Era novembro de 2014. Primeiro fim de semana. Plena campanha da Dilma. Fim de tarde na RPPN dele, a Linda Serra dos Topázios. Jaime e eu começamos a conversar sobre a falta que fazia termos acesso a um veículo independente e democrático de informação.

Resolvemos fundar o nosso. Um espaço não comercial, de resistência. Mais um trabalho de militância, voluntário, por suposto. Jaime propôs um jornal; eu, uma revista. O nome eu escolhi (ele queria Bacurau). Dividimos as tarefas. A capa ficou com ele, a linha editorial também.

Correr atrás da grana ficou por minha conta. A paleta de cores, depois de larga prosa, Jaime fechou questão – “nossas cores vão ser o vermelho e o amarelo, porque revista tem que ter cor de luta, cor vibrante” (eu queria verde-floresta). Na paz, acabei enfiando um branco.

+++

» Usando as informações
**a.** Indique se cada afirmação está de acordo com o texto em estudo: (i) a conversa inicial aconteceu num fim de tarde na RPPN Linda Serra dos Topázios; (ii) Jaime escolheu o nome da publicação; (iii) a busca por recursos financeiros ficou a cargo de Jaime. Responda sim ou não e cite o trecho decisivo.
**b.** Reproduza o texto em estudo, tudo desde "Era novembro de" até "enfiando um branco.", substituindo "revista" por "publicação".

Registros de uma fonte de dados
+++

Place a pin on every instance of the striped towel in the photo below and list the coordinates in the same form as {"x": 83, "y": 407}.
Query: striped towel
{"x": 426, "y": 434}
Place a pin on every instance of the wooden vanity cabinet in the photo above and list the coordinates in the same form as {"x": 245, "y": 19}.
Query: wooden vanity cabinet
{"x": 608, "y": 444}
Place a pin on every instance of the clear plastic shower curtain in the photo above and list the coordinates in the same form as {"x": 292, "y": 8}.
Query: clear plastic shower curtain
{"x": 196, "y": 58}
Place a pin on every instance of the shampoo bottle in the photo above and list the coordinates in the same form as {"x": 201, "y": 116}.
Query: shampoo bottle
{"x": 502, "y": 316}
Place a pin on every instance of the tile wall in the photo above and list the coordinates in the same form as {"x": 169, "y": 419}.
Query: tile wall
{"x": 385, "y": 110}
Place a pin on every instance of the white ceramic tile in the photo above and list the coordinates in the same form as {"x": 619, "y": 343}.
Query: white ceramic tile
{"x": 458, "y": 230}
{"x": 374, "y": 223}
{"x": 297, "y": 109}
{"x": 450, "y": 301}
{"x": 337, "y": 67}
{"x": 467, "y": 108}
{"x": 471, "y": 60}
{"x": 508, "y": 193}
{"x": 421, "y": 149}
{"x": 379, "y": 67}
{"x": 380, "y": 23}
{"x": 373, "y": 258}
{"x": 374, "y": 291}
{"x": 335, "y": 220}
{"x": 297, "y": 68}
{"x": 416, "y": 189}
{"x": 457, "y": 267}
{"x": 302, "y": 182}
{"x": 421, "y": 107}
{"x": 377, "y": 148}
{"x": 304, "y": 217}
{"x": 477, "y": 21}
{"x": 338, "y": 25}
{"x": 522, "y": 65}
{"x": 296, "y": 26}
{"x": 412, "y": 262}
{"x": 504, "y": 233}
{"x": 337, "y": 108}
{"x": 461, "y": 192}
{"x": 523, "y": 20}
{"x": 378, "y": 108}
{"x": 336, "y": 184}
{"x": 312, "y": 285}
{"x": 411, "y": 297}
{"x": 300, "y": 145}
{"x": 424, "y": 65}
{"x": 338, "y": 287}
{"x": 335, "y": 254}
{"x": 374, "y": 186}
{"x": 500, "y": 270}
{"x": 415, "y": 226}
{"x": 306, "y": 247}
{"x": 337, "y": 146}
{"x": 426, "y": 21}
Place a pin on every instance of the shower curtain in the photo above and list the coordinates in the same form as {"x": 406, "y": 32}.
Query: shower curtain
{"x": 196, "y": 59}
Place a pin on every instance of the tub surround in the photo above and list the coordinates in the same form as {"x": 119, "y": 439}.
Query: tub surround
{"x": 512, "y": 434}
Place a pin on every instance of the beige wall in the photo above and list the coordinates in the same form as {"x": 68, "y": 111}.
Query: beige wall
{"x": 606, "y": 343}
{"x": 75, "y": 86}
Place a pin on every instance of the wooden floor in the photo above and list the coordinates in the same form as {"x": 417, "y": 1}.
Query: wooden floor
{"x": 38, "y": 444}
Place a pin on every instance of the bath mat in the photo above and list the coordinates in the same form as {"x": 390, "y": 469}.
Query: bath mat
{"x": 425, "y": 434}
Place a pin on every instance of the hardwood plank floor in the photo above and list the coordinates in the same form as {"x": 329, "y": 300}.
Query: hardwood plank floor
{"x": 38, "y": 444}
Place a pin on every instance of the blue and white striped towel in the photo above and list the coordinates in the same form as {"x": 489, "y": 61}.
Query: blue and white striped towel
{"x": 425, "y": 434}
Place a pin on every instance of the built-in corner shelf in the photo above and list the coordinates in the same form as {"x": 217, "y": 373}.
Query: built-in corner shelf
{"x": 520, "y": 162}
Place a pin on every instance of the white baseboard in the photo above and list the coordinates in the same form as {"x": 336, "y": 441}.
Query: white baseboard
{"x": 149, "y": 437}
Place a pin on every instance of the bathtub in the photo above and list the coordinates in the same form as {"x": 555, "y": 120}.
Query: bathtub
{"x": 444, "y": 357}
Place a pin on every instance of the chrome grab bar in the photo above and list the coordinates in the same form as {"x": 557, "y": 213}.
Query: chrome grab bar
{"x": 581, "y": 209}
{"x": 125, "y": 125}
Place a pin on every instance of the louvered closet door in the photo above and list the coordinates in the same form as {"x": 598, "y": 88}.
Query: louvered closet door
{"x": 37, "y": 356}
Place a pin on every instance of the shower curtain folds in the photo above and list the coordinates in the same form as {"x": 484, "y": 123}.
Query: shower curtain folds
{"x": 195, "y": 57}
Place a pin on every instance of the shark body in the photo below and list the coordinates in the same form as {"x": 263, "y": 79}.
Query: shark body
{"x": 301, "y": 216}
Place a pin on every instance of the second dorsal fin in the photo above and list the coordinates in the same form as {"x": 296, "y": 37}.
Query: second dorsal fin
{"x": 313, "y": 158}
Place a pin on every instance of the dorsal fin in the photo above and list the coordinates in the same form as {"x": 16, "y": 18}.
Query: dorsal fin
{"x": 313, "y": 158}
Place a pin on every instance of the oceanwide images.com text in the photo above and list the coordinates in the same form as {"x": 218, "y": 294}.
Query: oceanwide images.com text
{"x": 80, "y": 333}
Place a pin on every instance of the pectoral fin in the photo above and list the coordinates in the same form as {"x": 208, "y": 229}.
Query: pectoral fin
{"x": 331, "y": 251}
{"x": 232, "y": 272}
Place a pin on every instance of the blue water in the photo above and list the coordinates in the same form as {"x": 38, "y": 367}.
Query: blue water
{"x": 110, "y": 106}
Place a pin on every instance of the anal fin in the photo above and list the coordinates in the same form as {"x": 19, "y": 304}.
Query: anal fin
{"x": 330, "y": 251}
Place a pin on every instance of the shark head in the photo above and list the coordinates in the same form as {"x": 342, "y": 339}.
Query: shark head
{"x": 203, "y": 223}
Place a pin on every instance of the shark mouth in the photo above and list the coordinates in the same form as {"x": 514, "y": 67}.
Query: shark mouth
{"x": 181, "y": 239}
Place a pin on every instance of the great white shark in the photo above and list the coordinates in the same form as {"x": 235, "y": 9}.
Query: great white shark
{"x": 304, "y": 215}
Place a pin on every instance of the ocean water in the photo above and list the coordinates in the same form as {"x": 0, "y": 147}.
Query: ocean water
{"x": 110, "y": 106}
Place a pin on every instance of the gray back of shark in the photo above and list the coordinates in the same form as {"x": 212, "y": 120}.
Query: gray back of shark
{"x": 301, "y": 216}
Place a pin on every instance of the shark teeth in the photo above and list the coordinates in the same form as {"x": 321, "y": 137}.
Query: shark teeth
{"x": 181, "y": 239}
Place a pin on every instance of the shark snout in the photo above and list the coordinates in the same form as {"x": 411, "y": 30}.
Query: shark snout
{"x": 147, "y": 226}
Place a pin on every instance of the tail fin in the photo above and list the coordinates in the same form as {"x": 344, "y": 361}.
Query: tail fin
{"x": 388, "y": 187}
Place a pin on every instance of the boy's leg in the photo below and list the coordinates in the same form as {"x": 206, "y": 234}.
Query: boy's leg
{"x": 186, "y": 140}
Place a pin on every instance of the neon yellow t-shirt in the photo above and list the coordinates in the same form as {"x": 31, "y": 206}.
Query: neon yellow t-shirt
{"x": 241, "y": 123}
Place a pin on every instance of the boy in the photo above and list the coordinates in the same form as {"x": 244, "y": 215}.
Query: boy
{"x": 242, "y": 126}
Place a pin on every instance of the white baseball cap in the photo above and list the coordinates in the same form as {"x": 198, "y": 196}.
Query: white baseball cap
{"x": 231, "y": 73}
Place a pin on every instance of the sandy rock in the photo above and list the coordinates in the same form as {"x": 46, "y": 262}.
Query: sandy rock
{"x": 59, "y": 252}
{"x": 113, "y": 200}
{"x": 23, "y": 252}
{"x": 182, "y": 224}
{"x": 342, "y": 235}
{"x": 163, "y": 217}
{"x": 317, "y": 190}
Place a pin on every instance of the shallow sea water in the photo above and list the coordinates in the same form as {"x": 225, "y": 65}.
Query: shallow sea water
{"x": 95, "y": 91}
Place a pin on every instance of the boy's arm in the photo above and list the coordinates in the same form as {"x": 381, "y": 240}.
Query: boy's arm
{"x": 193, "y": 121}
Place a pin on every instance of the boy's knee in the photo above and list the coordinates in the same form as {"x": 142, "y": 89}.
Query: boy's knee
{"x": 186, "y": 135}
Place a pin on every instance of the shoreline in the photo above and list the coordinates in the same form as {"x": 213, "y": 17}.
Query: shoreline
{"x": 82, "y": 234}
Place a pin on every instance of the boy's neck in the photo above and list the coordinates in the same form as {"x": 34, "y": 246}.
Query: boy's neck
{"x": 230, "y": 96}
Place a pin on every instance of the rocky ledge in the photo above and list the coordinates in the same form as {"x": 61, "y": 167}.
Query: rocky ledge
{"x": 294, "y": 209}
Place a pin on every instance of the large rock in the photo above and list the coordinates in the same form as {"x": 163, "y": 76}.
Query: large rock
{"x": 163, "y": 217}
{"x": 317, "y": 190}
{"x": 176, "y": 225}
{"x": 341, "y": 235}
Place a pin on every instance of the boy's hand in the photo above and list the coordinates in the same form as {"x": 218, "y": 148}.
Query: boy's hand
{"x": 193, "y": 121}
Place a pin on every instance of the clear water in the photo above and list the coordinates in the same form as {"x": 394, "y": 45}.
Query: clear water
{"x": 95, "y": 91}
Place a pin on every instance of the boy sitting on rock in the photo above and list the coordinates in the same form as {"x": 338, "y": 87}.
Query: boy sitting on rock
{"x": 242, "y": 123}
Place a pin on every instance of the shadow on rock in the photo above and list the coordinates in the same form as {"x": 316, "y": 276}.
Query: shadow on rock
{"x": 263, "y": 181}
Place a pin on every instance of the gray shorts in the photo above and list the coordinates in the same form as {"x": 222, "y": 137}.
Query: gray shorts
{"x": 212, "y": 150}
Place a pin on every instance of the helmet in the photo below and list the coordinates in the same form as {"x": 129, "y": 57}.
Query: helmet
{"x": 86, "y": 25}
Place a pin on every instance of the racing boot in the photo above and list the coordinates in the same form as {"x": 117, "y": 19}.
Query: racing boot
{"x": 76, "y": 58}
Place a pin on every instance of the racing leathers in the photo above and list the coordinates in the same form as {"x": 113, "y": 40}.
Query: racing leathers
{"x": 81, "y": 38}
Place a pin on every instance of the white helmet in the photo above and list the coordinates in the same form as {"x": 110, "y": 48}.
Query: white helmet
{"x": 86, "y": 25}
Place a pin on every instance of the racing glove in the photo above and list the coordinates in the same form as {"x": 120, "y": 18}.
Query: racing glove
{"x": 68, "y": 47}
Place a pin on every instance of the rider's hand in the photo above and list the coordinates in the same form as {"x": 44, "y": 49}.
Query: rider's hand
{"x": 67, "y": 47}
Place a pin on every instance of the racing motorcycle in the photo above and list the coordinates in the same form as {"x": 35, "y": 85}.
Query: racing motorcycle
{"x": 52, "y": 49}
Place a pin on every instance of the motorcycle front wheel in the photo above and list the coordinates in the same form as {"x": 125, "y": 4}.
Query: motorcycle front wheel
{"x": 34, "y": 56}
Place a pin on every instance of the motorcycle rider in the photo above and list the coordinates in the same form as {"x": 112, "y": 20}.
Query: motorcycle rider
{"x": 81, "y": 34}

+++

» Respostas dos exercícios
**a.**
(i) Sim: "Fim de tarde na RPPN dele, a Linda Serra dos Topázios."
(ii) Não: "O nome eu escolhi (ele queria Bacurau)."
(iii) Não: "Correr atrás da grana ficou por minha conta."

**b.**
Era novembro de 2014. Primeiro fim de semana. Plena campanha da Dilma. Fim de tarde na RPPN dele, a Linda Serra dos Topázios. Jaime e eu começamos a conversar sobre a falta que fazia termos acesso a um veículo independente e democrático de informação.

Resolvemos fundar o nosso. Um espaço não comercial, de resistência. Mais um trabalho de militância, voluntário, por suposto. Jaime propôs um jornal; eu, uma publicação. O nome eu escolhi (ele queria Bacurau). Dividimos as tarefas. A capa ficou com ele, a linha editorial também.

Correr atrás da grana ficou por minha conta. A paleta de cores, depois de larga prosa, Jaime fechou questão – “nossas cores vão ser o vermelho e o amarelo, porque publicação tem que ter cor de luta, cor vibrante” (eu queria verde-floresta). Na paz, acabei enfiando um branco.